# Try it:
When you find the line that contains "Pointing guideline: for each instance of the minibus", restate it and all lines after it exactly, stopping at the end of the material.

[[ Records for processing open ]]

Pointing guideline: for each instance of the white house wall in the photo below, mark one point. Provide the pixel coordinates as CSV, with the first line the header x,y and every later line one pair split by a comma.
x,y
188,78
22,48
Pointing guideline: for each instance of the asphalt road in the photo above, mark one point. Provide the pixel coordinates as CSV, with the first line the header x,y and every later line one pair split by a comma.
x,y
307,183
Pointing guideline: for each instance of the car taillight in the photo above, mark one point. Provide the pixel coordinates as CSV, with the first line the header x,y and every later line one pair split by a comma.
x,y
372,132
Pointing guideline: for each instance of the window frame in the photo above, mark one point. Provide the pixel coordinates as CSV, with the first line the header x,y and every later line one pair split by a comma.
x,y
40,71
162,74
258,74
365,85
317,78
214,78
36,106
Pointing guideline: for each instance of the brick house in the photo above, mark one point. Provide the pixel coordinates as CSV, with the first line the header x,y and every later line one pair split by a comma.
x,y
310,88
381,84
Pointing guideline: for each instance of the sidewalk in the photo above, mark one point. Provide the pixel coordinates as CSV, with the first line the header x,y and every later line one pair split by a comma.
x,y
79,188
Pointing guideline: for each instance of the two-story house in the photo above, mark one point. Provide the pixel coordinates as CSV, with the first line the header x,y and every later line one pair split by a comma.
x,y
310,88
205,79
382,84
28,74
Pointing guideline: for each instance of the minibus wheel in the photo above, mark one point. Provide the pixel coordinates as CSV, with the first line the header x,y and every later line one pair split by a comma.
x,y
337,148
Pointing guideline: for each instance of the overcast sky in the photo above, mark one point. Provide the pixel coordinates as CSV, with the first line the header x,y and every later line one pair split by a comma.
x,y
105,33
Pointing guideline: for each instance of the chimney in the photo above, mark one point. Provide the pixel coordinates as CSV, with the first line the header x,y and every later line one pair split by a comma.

[[ Records for processing closed ]]

# The answer:
Pointing guideline: for each instance of the minibus wheel in the photo above, mark one point. Provide the pixel coordinates as CSV, with the first line the header x,y and every later line one pair split by a comma.
x,y
337,148
Pointing guideline: for each instance of the overcast sky in the photo above, mark one point. Provide the pixel coordinates as CSV, with the first line the header x,y and every later line one pair split by a comma.
x,y
105,33
Pointing guideline: for each instance of the chimney in the photo above, mark one point. Provide the pixel coordinates as CSV, with the first line the header x,y and every later line one pair split by a comma.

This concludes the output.